Task directions:
Drop the images. Copy every line below character for character.

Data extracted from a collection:

BEGIN

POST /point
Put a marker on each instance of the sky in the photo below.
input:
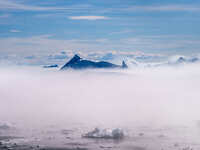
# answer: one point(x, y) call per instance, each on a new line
point(30, 28)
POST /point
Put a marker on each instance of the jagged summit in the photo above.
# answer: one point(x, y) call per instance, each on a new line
point(78, 63)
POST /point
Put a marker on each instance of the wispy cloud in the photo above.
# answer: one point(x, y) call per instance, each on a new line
point(14, 31)
point(88, 17)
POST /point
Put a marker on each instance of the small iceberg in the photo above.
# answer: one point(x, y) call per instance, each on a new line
point(105, 133)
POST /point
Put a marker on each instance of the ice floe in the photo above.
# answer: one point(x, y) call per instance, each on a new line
point(105, 133)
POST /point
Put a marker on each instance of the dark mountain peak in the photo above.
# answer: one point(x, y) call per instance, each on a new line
point(181, 59)
point(124, 65)
point(75, 58)
point(78, 63)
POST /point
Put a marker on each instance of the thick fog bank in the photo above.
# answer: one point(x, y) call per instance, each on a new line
point(111, 98)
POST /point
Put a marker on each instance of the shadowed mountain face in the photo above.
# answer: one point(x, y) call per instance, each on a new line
point(78, 63)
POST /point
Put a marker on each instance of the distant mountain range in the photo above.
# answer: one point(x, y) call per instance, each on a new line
point(78, 63)
point(51, 66)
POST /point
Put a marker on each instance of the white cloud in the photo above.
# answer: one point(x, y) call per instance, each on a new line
point(88, 17)
point(14, 31)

END

The answer:
POST /point
Put a marker on each instance of the sky in the photo below.
input:
# answer: one point(x, y) call per instance, each on a new line
point(30, 28)
POST /point
Put a marker on each instance of the jagged summit in the photo above.
# answer: one point(x, y) call per instance, each on a new line
point(78, 63)
POST /point
Put a marker on each instance of the wispy cloud in the photo above.
# answer: one point(x, y) call per instance, each on a new line
point(14, 31)
point(88, 17)
POST /point
Put a marker on each instance of the small iceberg in the photo above.
# answer: one point(x, y) call per instance, each on a new line
point(105, 133)
POST /point
Put a marker on each instance of the ice floe in the photo above.
# answer: one point(x, y) call per instance, each on a new line
point(105, 133)
POST /point
Put a marker on each instance of the dark mountain peak in the photo above.
# answer: one point(x, y) call per instance, each on a new line
point(181, 59)
point(124, 65)
point(75, 58)
point(78, 63)
POST /point
Put a marker on each instance of the thick fog bank in the photo above.
# answer: one point(x, y) call per instance, each on a new line
point(111, 98)
POST /point
Put a marker on each instance of the shadowed mountain face in the photo above.
# answer: one point(x, y) call per instance, each on a new line
point(78, 63)
POST /point
Put a marker on each instance of the distant mountain range in the photo above.
# answer: one point(x, y) call per instance, each on a new line
point(78, 63)
point(51, 66)
POST /point
Put a marker on each instance of the white cloud in the photo above.
# answer: one point(x, y) call per instance, each on a new line
point(88, 17)
point(14, 31)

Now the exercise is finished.